>> start Record excerpts

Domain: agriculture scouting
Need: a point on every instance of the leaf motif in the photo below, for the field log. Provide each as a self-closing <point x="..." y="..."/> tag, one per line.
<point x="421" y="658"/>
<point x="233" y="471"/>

>> end Record excerpts
>> start Record excerpts

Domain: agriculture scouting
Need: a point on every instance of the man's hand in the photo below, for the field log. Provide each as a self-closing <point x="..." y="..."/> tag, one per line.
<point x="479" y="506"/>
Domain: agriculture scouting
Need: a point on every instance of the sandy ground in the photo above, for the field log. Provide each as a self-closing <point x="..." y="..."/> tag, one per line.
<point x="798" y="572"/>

>> end Record excerpts
>> start Record excerpts

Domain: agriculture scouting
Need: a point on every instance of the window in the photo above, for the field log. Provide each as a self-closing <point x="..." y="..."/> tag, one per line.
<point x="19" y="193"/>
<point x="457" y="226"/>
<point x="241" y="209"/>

>> end Record excerpts

What is expected:
Collect each line in the entries above that contains the word "instance".

Final result:
Need: a point on every instance of the leaf motif in the photo below, for the field log. Provide each as a self-closing <point x="..." y="..."/> tag, one per line.
Need: a point on every instance of the man's hand in the photo below, for the field log. Provide each as a self-closing <point x="..." y="..."/> tag, one per line.
Need: a point on every instance of the sandy ground in the photo above, for the field log. Provide each as a self-closing <point x="..." y="..."/> tag, one per line.
Need: a point on every instance of the window in the photo above, for the field log. Provide each as a self-closing <point x="..." y="..."/> tag, one per line.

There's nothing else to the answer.